- [ЗАДАНИЕ 1]: Перепишите без изменений строки данных с самой первой до строки с «[(36, 53), (32, 84), (59, 99), (70, 64)]» включительно.

=== ВЫБРАННЫЙ ОТРЫВОК ===

Пусть наш боцман, как лот,
Будет брошен вперед,
До луны, глубины
Ей измеривай!
Мы – у лунной расщелины.
Мы – команда всесветного плаванья,
Звезды дальние будут нам гаванью.
Уж матросы поставили быстрые
Паруса облаков серебристые.
И корабль наш несется как бешеный,
К мачте – солнце подвешено.
Сквозь астральный туман
В мировой Океан
направляется!
Режет звездную пыль.
Капитан на бутыль
опирается.
На корабле был судовой журнал, в который записывались все этапы путешествий. И – любые проекты будущих путешествий или открытий. Намечал следующие путешествия дежурный рулевой. Он назначал их в конце предыдущего странствия и обязан был подготовить (держа это в тайне) все необходимое для будущего пути. Когда все было готово – дежурный рулевой объявлял день и час отправки корабля.
Путешествие делилось на две части:
1) Серьезный доклад на важные животрепещущие научные темы – например, Кука Дорфман, физик, рассказывал о принципе относительности Эйнштейна. Тогда только начинали писать об этом. Кука, поблескивая очками, говорил, что представить себе относительность времени и пространства – невозможно, но математически точно Эйнштейн доказал их.

===

- [ЗАДАНИЕ 2]: Изложите выбранный отрывок в двух предложениях.

=== ИМЕЮЩИЕСЯ ДАННЫЕ ===

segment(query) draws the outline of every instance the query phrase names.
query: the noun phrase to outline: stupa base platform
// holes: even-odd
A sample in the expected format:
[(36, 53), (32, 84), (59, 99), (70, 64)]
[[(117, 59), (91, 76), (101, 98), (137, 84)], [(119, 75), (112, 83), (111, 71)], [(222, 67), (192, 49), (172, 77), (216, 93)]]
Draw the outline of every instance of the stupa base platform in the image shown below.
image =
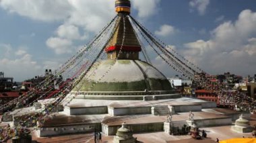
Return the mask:
[[(173, 122), (179, 126), (187, 124), (190, 111), (194, 113), (194, 122), (199, 128), (231, 125), (234, 115), (241, 114), (216, 108), (214, 102), (193, 98), (154, 101), (75, 99), (65, 107), (64, 111), (42, 124), (37, 132), (38, 136), (46, 137), (92, 133), (95, 130), (112, 136), (123, 122), (134, 133), (163, 132), (170, 108), (176, 113)], [(17, 111), (24, 113), (27, 110)]]
[(37, 131), (40, 137), (101, 131), (101, 120), (106, 115), (69, 116), (60, 113), (46, 121)]
[[(215, 114), (204, 112), (193, 112), (195, 114), (194, 122), (201, 127), (220, 126), (231, 125), (232, 121), (229, 117), (225, 115), (216, 115)], [(174, 124), (183, 126), (187, 122), (189, 112), (181, 113), (172, 115)], [(114, 136), (117, 130), (125, 122), (133, 133), (154, 132), (164, 131), (164, 122), (166, 115), (125, 115), (125, 116), (106, 116), (102, 121), (102, 132), (107, 136)]]
[(236, 132), (240, 132), (240, 133), (249, 133), (249, 132), (252, 132), (253, 128), (246, 128), (246, 127), (241, 127), (241, 126), (232, 126), (231, 127), (231, 129), (233, 131), (235, 131)]
[(181, 98), (180, 94), (164, 94), (164, 95), (137, 95), (131, 93), (127, 95), (122, 95), (122, 93), (108, 93), (107, 95), (79, 95), (77, 99), (102, 99), (102, 100), (160, 100), (168, 99)]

===

- [ОТВЕТ 1]:
segment(query) draws the outline of every instance the query phrase names.
query: the noun phrase to outline: stupa base platform
// holes: even-odd
A sample in the expected format:
[(36, 53), (32, 84), (59, 99), (70, 64)]

- [ОТВЕТ 2]: В стихотворной части команда всесветного плаванья ведет корабль с серебристыми парусами облаков и подвешенным к мачте солнцем сквозь астральный туман в мировой Океан. Далее говорится, что в судовой журнал записывались этапы и проекты путешествий, следующее путешествие втайне готовил и объявлял дежурный рулевой, а первой частью путешествия был серьезный научный доклад, например рассказ физика Куки Дорфмана о принципе относительности Эйнштейна.